(Excerpts from point annotation data)
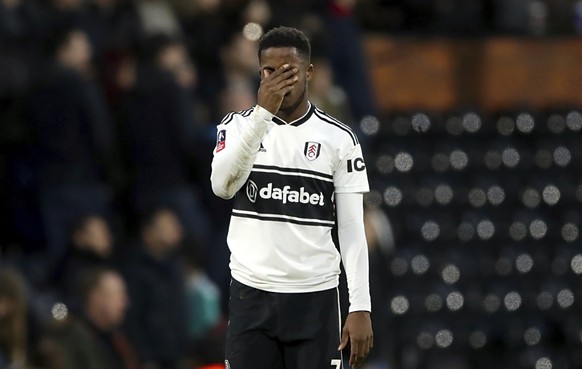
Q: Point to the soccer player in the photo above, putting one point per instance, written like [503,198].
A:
[292,170]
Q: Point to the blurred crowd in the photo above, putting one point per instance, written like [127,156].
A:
[112,246]
[462,18]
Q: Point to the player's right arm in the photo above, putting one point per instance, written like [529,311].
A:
[238,141]
[237,145]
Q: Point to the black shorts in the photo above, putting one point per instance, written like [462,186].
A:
[268,330]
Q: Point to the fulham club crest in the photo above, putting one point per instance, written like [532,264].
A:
[312,150]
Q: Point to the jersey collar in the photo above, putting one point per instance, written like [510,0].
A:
[298,121]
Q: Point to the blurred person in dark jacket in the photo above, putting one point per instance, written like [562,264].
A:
[14,339]
[159,127]
[91,339]
[91,246]
[74,143]
[157,319]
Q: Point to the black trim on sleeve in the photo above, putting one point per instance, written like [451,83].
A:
[331,120]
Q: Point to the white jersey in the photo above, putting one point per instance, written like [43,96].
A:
[280,230]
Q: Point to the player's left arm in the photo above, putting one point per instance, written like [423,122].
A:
[351,181]
[358,326]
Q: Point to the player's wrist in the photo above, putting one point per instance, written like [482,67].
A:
[263,113]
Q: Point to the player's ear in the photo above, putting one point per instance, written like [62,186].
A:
[309,72]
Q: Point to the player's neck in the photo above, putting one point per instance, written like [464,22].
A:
[291,115]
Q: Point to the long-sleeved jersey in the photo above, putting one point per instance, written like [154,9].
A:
[284,177]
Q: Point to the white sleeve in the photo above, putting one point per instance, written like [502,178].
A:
[236,151]
[354,249]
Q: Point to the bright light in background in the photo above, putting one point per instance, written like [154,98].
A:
[525,123]
[574,120]
[252,31]
[59,311]
[370,125]
[471,122]
[399,305]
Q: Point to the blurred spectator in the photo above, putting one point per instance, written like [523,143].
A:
[114,28]
[75,144]
[380,246]
[325,94]
[91,247]
[158,17]
[93,339]
[205,25]
[347,57]
[14,329]
[159,127]
[206,326]
[20,24]
[157,317]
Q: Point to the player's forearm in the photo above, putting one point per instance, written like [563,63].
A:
[354,249]
[231,168]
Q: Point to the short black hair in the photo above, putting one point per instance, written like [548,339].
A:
[286,37]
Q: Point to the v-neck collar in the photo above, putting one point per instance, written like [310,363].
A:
[298,121]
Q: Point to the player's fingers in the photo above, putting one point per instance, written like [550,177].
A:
[344,340]
[287,84]
[280,77]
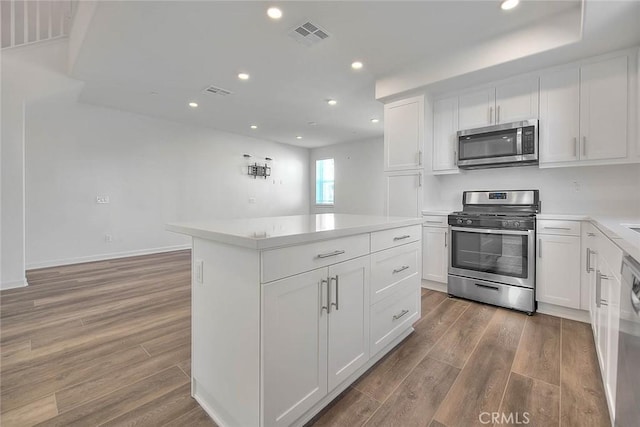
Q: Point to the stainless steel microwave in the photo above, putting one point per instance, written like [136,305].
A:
[509,144]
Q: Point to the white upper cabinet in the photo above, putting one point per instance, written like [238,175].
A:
[507,102]
[445,142]
[603,108]
[477,109]
[584,113]
[517,100]
[403,134]
[559,129]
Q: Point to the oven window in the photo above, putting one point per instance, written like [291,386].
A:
[494,144]
[503,254]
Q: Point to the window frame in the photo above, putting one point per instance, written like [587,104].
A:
[324,205]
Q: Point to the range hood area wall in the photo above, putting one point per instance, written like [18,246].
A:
[580,190]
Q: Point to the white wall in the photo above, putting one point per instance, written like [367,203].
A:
[583,190]
[359,178]
[28,72]
[154,172]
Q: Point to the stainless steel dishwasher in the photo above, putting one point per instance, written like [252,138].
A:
[627,412]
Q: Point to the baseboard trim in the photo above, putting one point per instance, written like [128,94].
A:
[564,312]
[434,286]
[13,285]
[102,257]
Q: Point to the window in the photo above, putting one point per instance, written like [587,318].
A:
[324,182]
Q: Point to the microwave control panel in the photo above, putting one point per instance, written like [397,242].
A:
[528,140]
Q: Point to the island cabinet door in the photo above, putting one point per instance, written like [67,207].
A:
[294,346]
[348,319]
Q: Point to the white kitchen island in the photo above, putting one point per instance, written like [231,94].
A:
[288,311]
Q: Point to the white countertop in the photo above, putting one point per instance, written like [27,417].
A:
[613,227]
[271,232]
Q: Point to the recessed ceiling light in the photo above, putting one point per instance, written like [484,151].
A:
[274,13]
[509,4]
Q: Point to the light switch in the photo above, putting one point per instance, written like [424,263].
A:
[198,270]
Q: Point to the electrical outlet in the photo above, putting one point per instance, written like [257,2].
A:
[198,270]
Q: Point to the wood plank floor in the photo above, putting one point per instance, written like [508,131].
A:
[108,343]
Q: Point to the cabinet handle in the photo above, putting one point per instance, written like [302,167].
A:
[398,270]
[330,254]
[322,306]
[336,304]
[402,313]
[598,288]
[406,236]
[539,248]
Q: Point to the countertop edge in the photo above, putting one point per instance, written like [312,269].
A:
[290,240]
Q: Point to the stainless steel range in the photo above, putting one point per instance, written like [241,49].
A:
[492,250]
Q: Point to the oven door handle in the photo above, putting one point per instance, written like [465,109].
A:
[492,231]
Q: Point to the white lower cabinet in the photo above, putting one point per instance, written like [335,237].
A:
[435,253]
[605,308]
[558,264]
[295,346]
[316,334]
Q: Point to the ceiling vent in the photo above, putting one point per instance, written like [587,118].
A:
[308,34]
[217,91]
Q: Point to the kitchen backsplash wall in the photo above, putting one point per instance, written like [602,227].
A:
[613,189]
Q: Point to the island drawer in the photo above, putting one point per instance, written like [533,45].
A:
[385,239]
[435,221]
[555,226]
[391,267]
[392,316]
[284,262]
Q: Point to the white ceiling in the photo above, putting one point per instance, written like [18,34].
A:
[153,57]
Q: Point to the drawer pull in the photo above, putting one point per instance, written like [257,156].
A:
[398,270]
[402,313]
[330,254]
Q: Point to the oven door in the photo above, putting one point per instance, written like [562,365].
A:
[503,256]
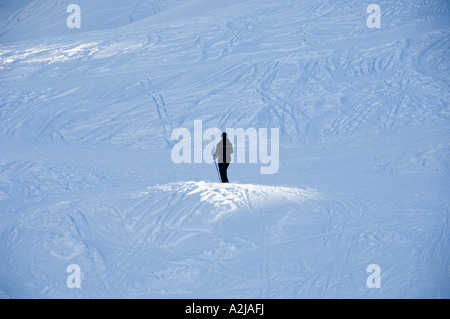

- **GOAL**:
Which lines in the items above contain the word "kitchen"? Pick out each one and copy it in full, matching case exactly.

- **WRITTEN RESPONSE**:
Q: Point to the white kitchen island in the photo above, putting one point per instance, written like [231,94].
Q: Point to the kitchen backsplash wall in the photo above, putting one point per instance, written like [602,227].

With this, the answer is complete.